Required work — From the records below, transcribe only the lines running from the one with "Target = gnarled root network" through the one with "Target = large tree trunk". Keep both of those end lines.

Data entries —
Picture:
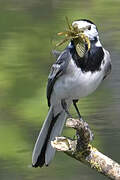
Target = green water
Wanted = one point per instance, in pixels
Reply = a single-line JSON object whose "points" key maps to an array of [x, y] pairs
{"points": [[26, 30]]}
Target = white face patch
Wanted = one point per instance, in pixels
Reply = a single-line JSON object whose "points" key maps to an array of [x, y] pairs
{"points": [[92, 33]]}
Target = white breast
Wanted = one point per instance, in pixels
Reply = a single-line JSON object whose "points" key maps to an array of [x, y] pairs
{"points": [[75, 84]]}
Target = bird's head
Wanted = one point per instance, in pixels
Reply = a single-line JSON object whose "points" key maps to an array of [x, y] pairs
{"points": [[91, 32]]}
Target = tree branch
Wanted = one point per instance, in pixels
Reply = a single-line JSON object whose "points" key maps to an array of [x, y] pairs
{"points": [[81, 150]]}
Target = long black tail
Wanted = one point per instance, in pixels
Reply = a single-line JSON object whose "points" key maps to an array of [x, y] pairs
{"points": [[43, 152]]}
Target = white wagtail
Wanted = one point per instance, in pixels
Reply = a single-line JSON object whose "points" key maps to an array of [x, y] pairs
{"points": [[71, 78]]}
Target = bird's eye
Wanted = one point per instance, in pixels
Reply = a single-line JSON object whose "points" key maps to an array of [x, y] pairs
{"points": [[89, 28]]}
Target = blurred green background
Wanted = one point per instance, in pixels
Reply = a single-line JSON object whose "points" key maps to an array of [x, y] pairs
{"points": [[26, 30]]}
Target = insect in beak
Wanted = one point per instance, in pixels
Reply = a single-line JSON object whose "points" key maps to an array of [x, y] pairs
{"points": [[77, 35]]}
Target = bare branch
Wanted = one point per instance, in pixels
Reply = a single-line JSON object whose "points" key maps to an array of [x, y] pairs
{"points": [[82, 151]]}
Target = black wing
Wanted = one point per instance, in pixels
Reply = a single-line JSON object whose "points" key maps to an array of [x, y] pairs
{"points": [[57, 70]]}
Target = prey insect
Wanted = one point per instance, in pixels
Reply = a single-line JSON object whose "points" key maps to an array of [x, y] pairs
{"points": [[77, 35]]}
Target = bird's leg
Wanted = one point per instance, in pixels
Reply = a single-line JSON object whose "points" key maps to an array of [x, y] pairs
{"points": [[64, 106], [85, 124], [76, 108]]}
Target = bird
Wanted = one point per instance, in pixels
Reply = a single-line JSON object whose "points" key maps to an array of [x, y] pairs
{"points": [[71, 77]]}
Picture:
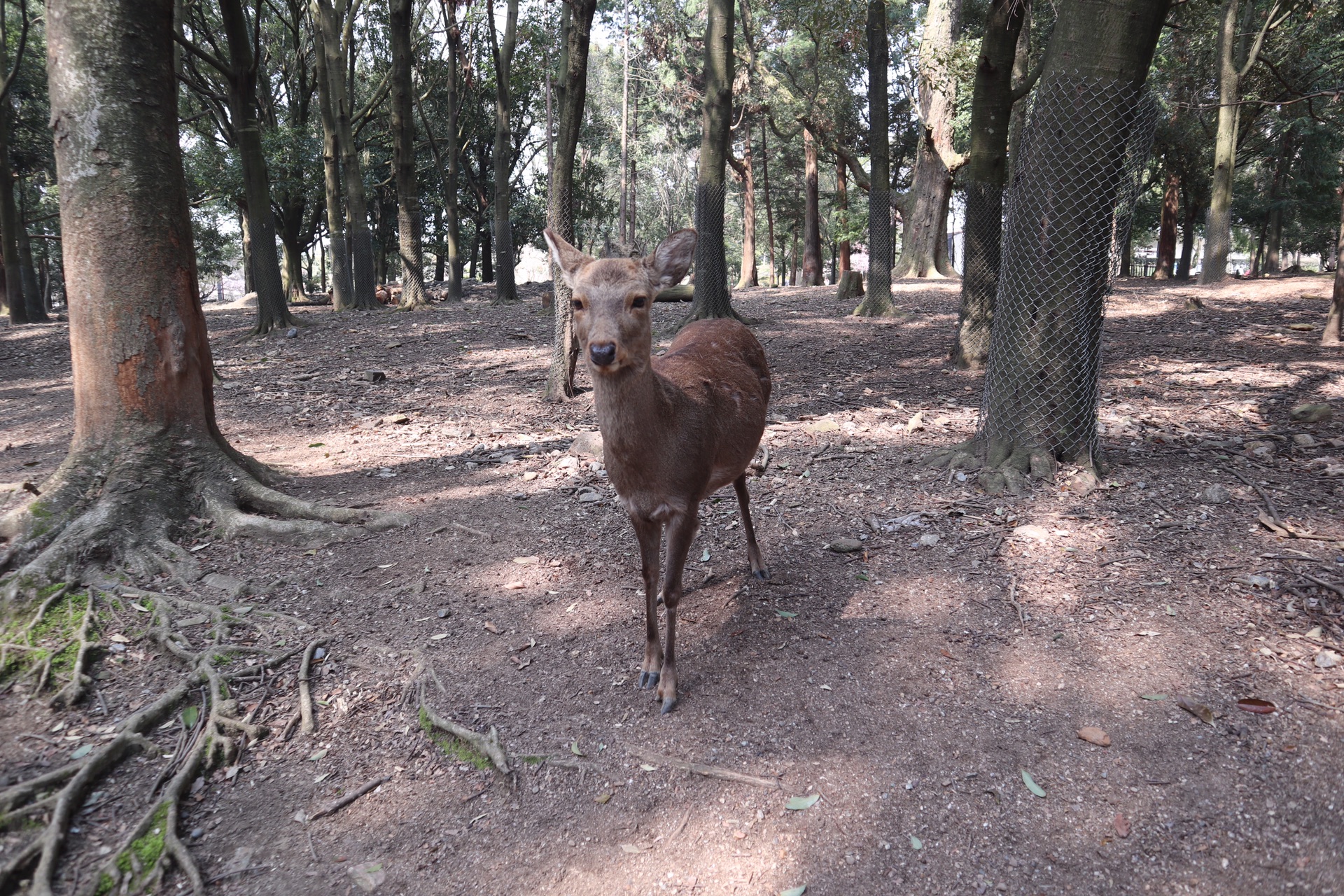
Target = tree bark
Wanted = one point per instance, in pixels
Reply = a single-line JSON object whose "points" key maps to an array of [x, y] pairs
{"points": [[272, 302], [1042, 384], [503, 52], [711, 276], [843, 206], [1332, 335], [147, 451], [924, 246], [876, 298], [359, 239], [811, 214], [749, 270], [343, 289], [10, 209], [571, 92], [1238, 48], [986, 175], [1167, 230], [410, 216], [769, 214]]}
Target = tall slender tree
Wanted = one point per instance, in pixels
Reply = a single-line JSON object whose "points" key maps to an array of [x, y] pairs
{"points": [[502, 50], [410, 218], [876, 298], [711, 276], [1238, 48], [571, 93]]}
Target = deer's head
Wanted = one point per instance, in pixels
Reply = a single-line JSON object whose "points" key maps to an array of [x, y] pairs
{"points": [[613, 298]]}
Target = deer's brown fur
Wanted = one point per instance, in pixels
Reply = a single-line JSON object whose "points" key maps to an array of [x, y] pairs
{"points": [[675, 429]]}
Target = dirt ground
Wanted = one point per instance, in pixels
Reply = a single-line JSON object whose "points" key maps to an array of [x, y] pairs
{"points": [[909, 684]]}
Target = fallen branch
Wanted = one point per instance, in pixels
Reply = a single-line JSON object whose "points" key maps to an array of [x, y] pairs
{"points": [[486, 745], [349, 798], [708, 771], [470, 531], [305, 695]]}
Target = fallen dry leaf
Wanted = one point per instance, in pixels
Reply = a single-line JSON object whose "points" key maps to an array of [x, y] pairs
{"points": [[1121, 825], [1094, 736], [1196, 710]]}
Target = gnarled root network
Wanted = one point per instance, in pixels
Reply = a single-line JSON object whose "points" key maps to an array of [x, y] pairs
{"points": [[211, 735], [124, 504]]}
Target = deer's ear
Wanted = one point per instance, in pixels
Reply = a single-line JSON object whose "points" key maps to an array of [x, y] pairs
{"points": [[672, 258], [569, 260]]}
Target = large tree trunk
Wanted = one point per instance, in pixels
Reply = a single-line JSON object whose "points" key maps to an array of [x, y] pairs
{"points": [[711, 274], [924, 245], [10, 211], [1086, 143], [1237, 54], [811, 214], [146, 453], [876, 298], [749, 272], [577, 27], [1187, 239], [272, 302], [769, 214], [410, 218], [1167, 230], [343, 289], [986, 175], [503, 52], [1332, 335], [360, 241]]}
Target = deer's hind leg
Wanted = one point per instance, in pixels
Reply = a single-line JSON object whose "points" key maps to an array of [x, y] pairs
{"points": [[753, 548], [650, 532]]}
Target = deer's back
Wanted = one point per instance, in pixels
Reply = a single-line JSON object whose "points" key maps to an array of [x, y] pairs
{"points": [[721, 368]]}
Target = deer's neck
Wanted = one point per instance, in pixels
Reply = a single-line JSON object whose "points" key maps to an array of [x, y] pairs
{"points": [[631, 409]]}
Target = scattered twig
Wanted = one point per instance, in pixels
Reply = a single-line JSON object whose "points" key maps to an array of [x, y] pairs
{"points": [[305, 695], [470, 531], [708, 771], [349, 798], [484, 745]]}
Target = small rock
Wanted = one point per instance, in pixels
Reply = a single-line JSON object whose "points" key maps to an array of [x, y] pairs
{"points": [[1034, 532], [225, 583], [588, 444], [1312, 413]]}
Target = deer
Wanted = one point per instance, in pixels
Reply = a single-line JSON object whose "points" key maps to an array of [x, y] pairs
{"points": [[675, 429]]}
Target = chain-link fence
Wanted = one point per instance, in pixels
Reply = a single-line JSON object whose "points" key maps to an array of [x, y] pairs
{"points": [[1066, 219]]}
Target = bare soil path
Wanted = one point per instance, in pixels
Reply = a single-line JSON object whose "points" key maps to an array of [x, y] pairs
{"points": [[910, 684]]}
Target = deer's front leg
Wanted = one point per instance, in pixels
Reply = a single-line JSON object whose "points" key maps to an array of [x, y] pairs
{"points": [[680, 533], [650, 532]]}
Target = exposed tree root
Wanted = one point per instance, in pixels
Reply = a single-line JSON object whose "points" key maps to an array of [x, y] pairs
{"points": [[211, 736], [125, 505], [1009, 468]]}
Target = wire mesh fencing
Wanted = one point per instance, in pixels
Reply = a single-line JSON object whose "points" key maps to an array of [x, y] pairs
{"points": [[1066, 218]]}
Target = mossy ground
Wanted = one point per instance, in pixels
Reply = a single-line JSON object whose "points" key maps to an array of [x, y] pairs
{"points": [[454, 747]]}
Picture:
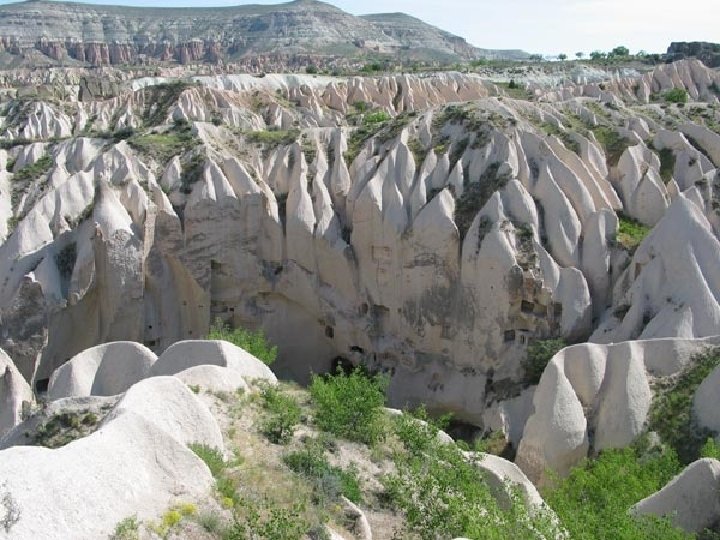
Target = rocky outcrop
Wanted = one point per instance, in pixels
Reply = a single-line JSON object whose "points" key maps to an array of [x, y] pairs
{"points": [[15, 394], [107, 35], [105, 370], [690, 500], [140, 452], [707, 53], [593, 397], [434, 245]]}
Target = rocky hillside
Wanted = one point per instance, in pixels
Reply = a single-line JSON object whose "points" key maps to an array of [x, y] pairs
{"points": [[541, 260], [299, 33]]}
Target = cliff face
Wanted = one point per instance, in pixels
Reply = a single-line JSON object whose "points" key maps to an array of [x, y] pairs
{"points": [[707, 53], [433, 244], [108, 35]]}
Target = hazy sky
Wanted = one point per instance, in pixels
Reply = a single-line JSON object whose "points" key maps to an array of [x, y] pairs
{"points": [[545, 26]]}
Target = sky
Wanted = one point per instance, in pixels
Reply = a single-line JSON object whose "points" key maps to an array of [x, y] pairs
{"points": [[548, 27]]}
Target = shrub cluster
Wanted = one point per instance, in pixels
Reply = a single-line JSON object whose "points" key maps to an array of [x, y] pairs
{"points": [[350, 405]]}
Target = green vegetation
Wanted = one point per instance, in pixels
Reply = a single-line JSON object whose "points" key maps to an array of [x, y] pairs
{"points": [[443, 495], [671, 412], [539, 353], [212, 457], [32, 172], [159, 98], [630, 233], [373, 124], [667, 164], [611, 141], [328, 482], [283, 415], [593, 501], [676, 95], [163, 146], [273, 138], [253, 342], [564, 136], [350, 405], [65, 260], [127, 529], [261, 520], [475, 195]]}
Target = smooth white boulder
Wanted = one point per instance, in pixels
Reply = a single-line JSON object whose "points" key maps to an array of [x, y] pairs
{"points": [[170, 405], [213, 378], [690, 499], [104, 370], [555, 435], [185, 354], [137, 463]]}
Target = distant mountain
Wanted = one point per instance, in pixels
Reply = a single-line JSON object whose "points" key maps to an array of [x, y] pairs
{"points": [[42, 32], [707, 53]]}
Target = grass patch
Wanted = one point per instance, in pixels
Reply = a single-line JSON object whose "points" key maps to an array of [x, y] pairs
{"points": [[378, 124], [127, 529], [163, 146], [212, 457], [253, 342], [593, 501], [350, 405], [611, 141], [328, 482], [539, 353], [630, 233], [273, 138], [671, 413], [475, 195]]}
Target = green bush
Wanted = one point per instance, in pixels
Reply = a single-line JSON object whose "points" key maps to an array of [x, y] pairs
{"points": [[127, 529], [671, 413], [376, 117], [283, 415], [676, 95], [329, 482], [593, 501], [212, 457], [350, 406], [710, 449], [631, 233], [253, 342], [539, 353], [264, 521], [612, 142], [443, 495]]}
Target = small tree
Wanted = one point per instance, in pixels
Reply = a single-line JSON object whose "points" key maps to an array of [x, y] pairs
{"points": [[350, 406], [676, 95], [253, 342]]}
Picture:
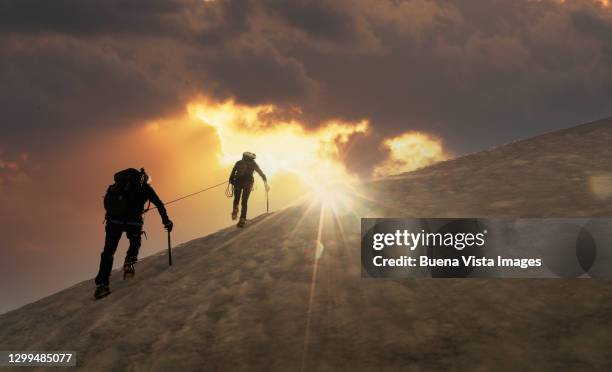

Solution below —
Target = gnarled root network
Wanted = one point per instance, in pixels
Reply = a single-line JSON object whose "points" key maps to an array of [x, y] pairs
{"points": [[211, 735], [124, 504]]}
Target = deer's ear
Wanted = one point per instance, in pixels
Reply = a single-line JSON object whose "points" key maps to an array of [x, y] pairs
{"points": [[672, 258], [569, 260]]}
Target = large tree trunk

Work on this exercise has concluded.